--- Start of Extracted material ---

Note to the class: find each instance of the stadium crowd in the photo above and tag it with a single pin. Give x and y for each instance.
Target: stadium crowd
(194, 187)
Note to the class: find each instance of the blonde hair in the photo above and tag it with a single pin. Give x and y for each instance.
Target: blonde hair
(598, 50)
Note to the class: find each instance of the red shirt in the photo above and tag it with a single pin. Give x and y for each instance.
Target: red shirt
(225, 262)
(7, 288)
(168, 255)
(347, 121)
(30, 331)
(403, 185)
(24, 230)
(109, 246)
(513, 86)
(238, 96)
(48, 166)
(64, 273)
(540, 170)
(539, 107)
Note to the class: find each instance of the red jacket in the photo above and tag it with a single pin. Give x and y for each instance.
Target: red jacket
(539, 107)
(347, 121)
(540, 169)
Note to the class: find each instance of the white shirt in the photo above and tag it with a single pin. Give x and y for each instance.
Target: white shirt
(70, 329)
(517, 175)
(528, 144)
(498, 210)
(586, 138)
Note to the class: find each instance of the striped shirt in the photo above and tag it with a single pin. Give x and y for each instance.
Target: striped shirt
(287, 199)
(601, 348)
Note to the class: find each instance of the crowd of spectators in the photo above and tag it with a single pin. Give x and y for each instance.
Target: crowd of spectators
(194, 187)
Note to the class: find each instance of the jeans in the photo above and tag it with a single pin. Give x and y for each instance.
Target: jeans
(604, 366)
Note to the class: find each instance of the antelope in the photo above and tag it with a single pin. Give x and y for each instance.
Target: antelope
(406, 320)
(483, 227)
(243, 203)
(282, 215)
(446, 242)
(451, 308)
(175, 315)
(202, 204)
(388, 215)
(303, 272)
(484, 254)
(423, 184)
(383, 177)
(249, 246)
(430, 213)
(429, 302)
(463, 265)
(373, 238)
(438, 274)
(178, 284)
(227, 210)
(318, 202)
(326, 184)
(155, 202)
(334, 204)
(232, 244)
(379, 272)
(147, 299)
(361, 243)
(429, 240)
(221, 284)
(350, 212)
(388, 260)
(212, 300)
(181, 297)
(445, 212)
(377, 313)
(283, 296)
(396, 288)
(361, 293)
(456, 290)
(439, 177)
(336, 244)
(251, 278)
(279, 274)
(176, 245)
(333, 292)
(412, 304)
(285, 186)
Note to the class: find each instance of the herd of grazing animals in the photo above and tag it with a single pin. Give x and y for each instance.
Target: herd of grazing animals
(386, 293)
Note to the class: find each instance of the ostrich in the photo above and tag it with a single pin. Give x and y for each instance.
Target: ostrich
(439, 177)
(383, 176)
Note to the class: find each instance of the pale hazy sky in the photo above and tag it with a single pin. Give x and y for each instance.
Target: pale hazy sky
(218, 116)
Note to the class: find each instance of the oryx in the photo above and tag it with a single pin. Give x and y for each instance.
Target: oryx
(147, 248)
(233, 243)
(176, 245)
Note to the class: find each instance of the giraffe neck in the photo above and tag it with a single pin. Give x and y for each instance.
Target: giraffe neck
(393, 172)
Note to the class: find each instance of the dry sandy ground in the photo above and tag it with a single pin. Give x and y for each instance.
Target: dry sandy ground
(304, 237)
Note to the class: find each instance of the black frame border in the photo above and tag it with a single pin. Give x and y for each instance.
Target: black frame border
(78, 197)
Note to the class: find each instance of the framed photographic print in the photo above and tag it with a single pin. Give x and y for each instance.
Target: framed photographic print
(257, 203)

--- End of Extracted material ---

What you will do:
Output the entries exactly.

Output of the task:
Note to the class: find each instance of the stadium crowd in the photo above and tag it with a single pin. Give x and y for each instance.
Target: stadium crowd
(194, 187)
Note to the class: find each instance of the blonde hair in the photo above and tag it with a single pin. Give x and y for each instance.
Target: blonde hair
(598, 50)
Note to the class: find each instance of the red shirt in the photo above and tag it with a single pin. Give x and y for each instance.
Target: red shirt
(225, 262)
(7, 288)
(168, 255)
(347, 121)
(30, 331)
(403, 185)
(24, 230)
(109, 246)
(513, 86)
(238, 96)
(48, 166)
(64, 273)
(540, 170)
(539, 107)
Note to the class: find each instance of the red jacket in the photo above and tag it with a single pin. Give x and y for each instance.
Target: red jacket
(539, 107)
(347, 121)
(540, 169)
Note to the class: find each instance of the white shirt in the photo above and tag it with a single pin. Give x and y for each instance.
Target: white shirt
(70, 329)
(517, 175)
(528, 144)
(498, 210)
(586, 138)
Note to the class: find each instance of the striped shirt in the photo above and tag it with a single pin. Give x and y for each instance.
Target: striped shirt
(287, 199)
(601, 348)
Note to the class: find each instance of the crowd of spectators in the photo above and tag it with a single pin. Give x and y for each instance.
Target: crowd of spectators
(194, 187)
Note to the class: find each instance of the jeans in the photo above and tag it with a single pin. Give x and y for each instance.
Target: jeans
(604, 366)
Note to the class: find each instance of the antelope in the photo above and tag it with a single pin. Give x and y for each instance.
Target: antelope
(406, 320)
(483, 227)
(243, 203)
(282, 215)
(446, 242)
(451, 308)
(175, 315)
(202, 204)
(388, 215)
(303, 272)
(484, 254)
(423, 184)
(383, 177)
(249, 246)
(430, 213)
(429, 302)
(463, 265)
(373, 238)
(438, 274)
(178, 284)
(227, 210)
(318, 202)
(326, 184)
(155, 202)
(334, 204)
(232, 244)
(379, 272)
(147, 299)
(361, 243)
(429, 240)
(221, 284)
(350, 212)
(388, 260)
(212, 300)
(181, 297)
(445, 212)
(377, 313)
(283, 296)
(396, 288)
(361, 293)
(456, 290)
(439, 177)
(336, 244)
(251, 278)
(279, 274)
(176, 245)
(333, 292)
(412, 304)
(285, 186)
Note to the class: find each instance of the herd of grazing animals in the photo above and tag it with a single pin. Give x and y for each instance.
Target: herd of grazing animals
(386, 293)
Note to the class: find each instance of the ostrich in the photo above and tag it with a single pin. Give x and y for each instance.
Target: ostrich
(439, 177)
(383, 176)
Note to the class: find each instance of the pale hazy sky in the photo above and tag it with a single pin. Give x and y for each instance.
Target: pale hazy sky
(218, 116)
Note to the class: find each instance of the oryx in the photo above and tag it with a single pin. Give x and y for each instance.
Target: oryx
(147, 248)
(233, 243)
(176, 245)
Note to the class: find each instance of the giraffe neck in the photo above and tag it with a single pin. Give x and y for each instance.
Target: giraffe neck
(393, 172)
Note to the class: find each instance of the dry sandy ground in the photo above and tag it with a single pin. Give x and y for each instance.
Target: dry sandy ground
(304, 237)
Note to the class: find each instance of the black frame border in the photo above and tag it with a single pin. Give x and y for each instance.
Target: black frame border
(78, 197)
Note to the class: find each instance of the framed photographic print in the photo above and tag it with a single pin. Give x and y for each instance.
Target: framed photographic print
(257, 203)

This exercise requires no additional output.